## Passage to read
━━━━━━━━━━━━━━━━━━━━
MS. PSAKI: I’m not going to compare all different sides in different countries.
QUESTION: Is it the same thing?
MS. PSAKI: We’ve consistently supported the rights of the Egyptian people to peacefully protest. We did two years ago. We certainly do now. We know that democracy takes time and the processes take time, and we are – we have confidence in the Egyptian people in seeing that through. But beyond that, I’m not going to weigh in and compare the different sides. I’ll leave that to all of you. And I’ll read your piece.
QUESTION: The situation looks like --
QUESTION: Jen, on – you’re repeatedly --
QUESTION: Sorry. The situation looks like that there might be civil war. So are you in touch with anybody that you can stop if there’s a civil war? And also, what do you think the UN is doing, or any involvement?
MS. PSAKI: You’d have to talk to the UN about that. And we, again, have been in touch with all sides here, but I think you’re a little bit ahead of where the process is.
Go ahead, Jill.
QUESTION: Jen, I’m sorry, I had missed the very top, but –
MS. PSAKI: No, no.
━━━━━━━━━━━━━━━━━━━━
## Dataset
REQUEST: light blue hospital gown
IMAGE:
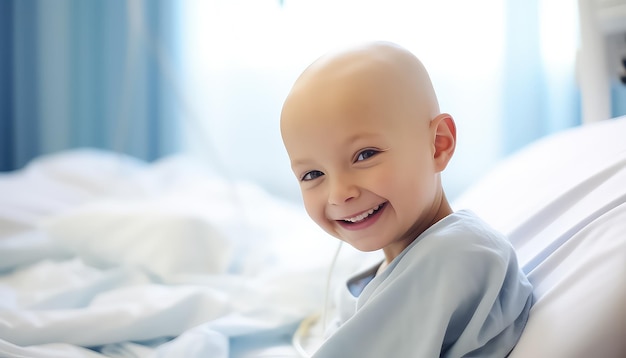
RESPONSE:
[314,211,533,358]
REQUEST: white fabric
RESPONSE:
[455,117,626,358]
[0,150,342,358]
[0,118,626,358]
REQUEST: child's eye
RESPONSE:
[356,149,380,162]
[301,170,324,181]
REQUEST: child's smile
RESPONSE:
[336,203,386,230]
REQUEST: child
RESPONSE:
[281,42,532,358]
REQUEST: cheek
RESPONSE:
[302,191,326,226]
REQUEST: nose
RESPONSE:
[328,175,359,205]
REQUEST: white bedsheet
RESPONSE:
[0,118,626,358]
[0,150,346,358]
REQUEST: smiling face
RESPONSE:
[281,44,454,260]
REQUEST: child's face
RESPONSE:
[281,57,441,256]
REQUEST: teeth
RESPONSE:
[344,205,380,223]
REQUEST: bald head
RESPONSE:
[281,42,439,135]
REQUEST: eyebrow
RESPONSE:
[291,132,381,168]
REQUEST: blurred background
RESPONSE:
[0,0,626,201]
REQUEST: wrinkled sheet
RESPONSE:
[0,118,626,358]
[0,149,360,358]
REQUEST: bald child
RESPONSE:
[281,42,532,358]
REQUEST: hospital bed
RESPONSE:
[0,117,626,358]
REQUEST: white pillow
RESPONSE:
[454,117,626,358]
[42,198,232,277]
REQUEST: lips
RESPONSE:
[343,204,383,223]
[337,203,386,227]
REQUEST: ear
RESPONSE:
[430,113,456,172]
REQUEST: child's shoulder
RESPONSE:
[398,210,515,268]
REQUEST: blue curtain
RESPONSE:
[0,0,179,171]
[501,0,582,156]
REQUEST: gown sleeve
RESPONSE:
[314,213,532,358]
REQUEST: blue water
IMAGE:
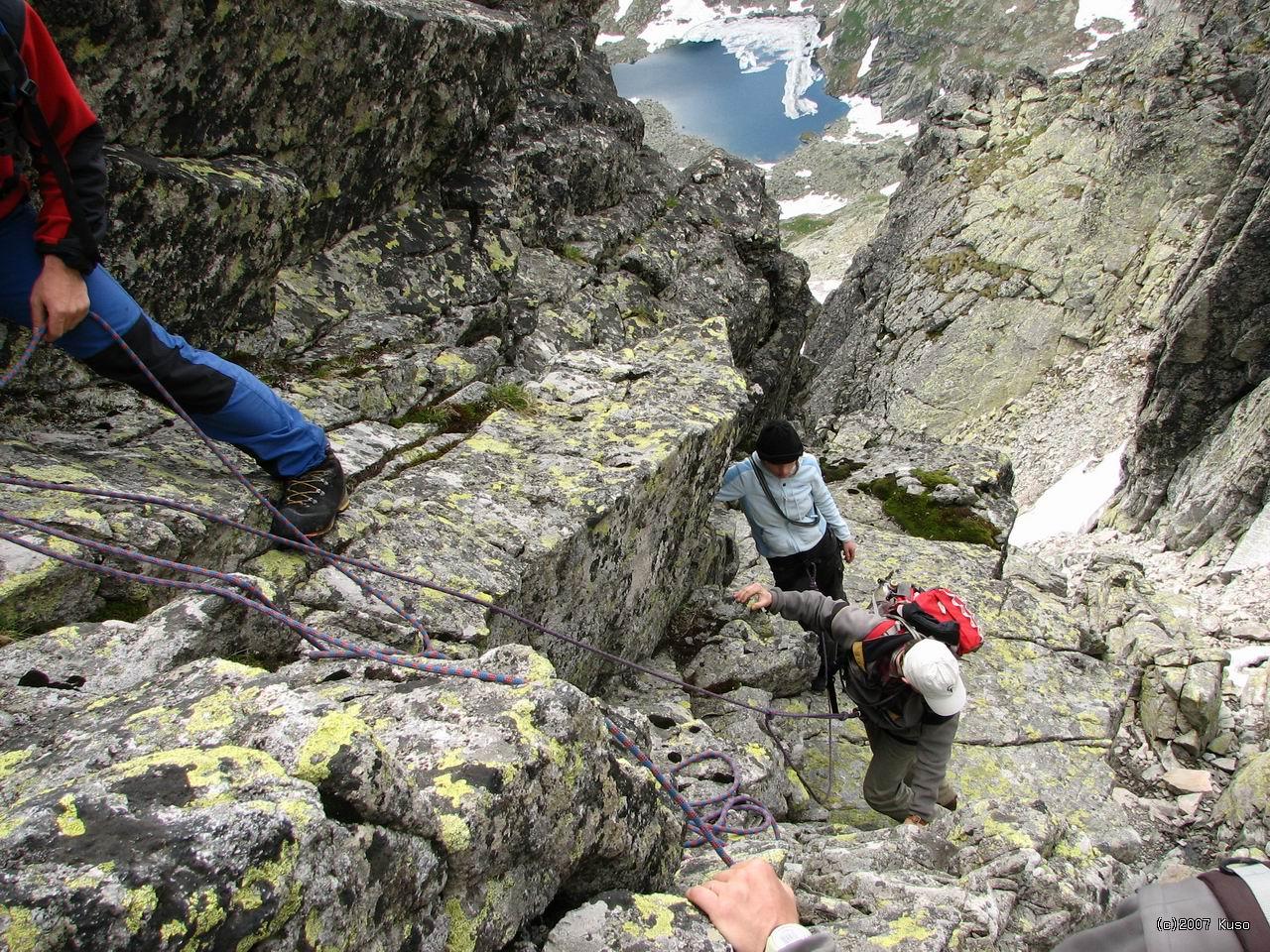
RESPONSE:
[613,41,847,163]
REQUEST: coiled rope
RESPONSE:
[0,312,852,866]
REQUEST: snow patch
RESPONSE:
[639,8,821,119]
[856,37,881,78]
[1054,0,1142,76]
[1225,645,1270,692]
[779,195,851,218]
[1010,443,1125,545]
[823,96,918,145]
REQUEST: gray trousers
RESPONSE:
[1054,879,1244,952]
[863,721,956,822]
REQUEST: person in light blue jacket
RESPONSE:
[715,420,856,689]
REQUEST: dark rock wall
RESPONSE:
[1116,60,1270,547]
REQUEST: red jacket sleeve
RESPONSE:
[22,4,105,271]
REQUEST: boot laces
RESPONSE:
[286,468,330,508]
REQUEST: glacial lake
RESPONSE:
[613,40,847,163]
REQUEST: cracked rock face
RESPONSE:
[809,17,1256,503]
[0,3,811,952]
[0,649,679,949]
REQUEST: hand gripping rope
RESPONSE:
[0,313,852,866]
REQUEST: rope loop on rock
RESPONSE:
[0,318,854,866]
[0,327,45,390]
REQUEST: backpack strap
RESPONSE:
[749,459,821,530]
[0,0,27,159]
[1199,857,1270,952]
[0,13,99,269]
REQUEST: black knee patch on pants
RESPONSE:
[83,314,234,414]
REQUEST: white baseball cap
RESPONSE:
[901,639,965,717]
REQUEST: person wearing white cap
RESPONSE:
[734,583,966,826]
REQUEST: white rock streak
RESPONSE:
[825,96,917,144]
[856,37,881,78]
[1225,507,1270,572]
[639,0,820,119]
[779,195,851,218]
[1010,443,1125,545]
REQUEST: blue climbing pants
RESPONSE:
[0,204,326,476]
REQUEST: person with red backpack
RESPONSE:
[0,0,348,538]
[734,581,966,826]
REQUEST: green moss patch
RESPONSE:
[781,214,833,241]
[861,472,1001,548]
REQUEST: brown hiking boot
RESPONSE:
[269,447,348,538]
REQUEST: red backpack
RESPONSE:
[866,581,983,657]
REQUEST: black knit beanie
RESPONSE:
[756,420,803,463]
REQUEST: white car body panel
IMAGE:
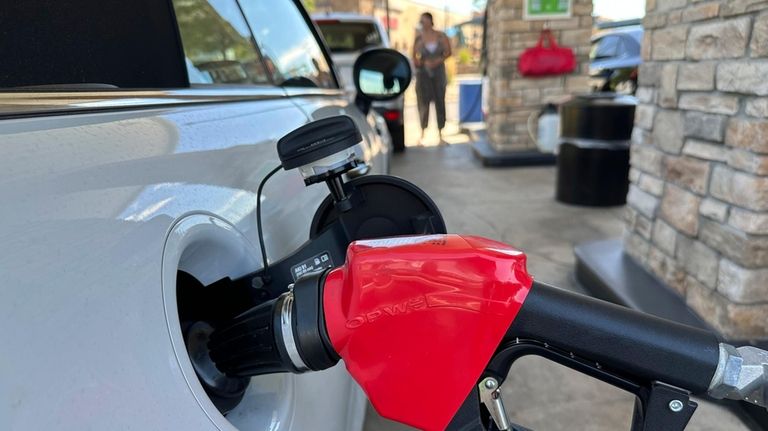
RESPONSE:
[0,88,378,431]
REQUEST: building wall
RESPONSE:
[625,0,768,339]
[486,0,592,151]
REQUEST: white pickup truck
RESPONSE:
[0,0,404,431]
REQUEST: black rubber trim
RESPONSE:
[272,295,299,373]
[293,269,340,371]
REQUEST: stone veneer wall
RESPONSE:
[625,0,768,339]
[486,0,592,151]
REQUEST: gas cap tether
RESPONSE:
[277,115,363,211]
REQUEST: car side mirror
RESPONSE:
[353,48,412,113]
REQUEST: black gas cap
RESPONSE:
[277,115,363,170]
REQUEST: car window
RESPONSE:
[0,0,188,91]
[589,36,621,60]
[317,20,382,52]
[240,0,337,88]
[173,0,270,84]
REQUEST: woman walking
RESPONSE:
[412,12,451,145]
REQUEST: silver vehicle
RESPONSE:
[312,13,405,151]
[0,0,408,431]
[589,25,643,94]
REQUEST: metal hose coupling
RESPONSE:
[707,343,768,408]
[208,271,339,377]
━━━━━━━━━━━━━━━━━━━━
## Aim
Continue the press briefing transcript on Egypt from where it stops, writing the next few exchanges in the same question-and-answer format.

## Response for this exercise
QUESTION: Could you tell us what Secretary Kerry specifically is doing, unless you’ve already answered that?
MS. PSAKI: Well, I did a little bit. I don’t have any real new updates for you. He’s, of course, monitoring this very closely. He was in touch with the Foreign Minister yesterday, as I mentioned. You all know about, of course, the President’s call. And he receives regular updates from his team here as well.
QUESTION: And then in terms of just the Administration and how they’re handling this, how frequently are they meeting? What level are these meetings taking place at?
MS. PSAKI: It’s clear from the fact that the President and the Secretary made calls that individuals at the highest levels are, of course, engaged and involved in monitoring this closely. Of course, there are – there’s ongoing coordination and calls and meetings between different factions of the government, as is appropriate, but I’m not going to get into the specifics or the numbers of those.
QUESTION: There are factions of the government?
MS. PSAKI: Different components of the government.
QUESTION: So, okay. Well, okay, so you don’t want to say who was over at the White House for the SVTC this morning?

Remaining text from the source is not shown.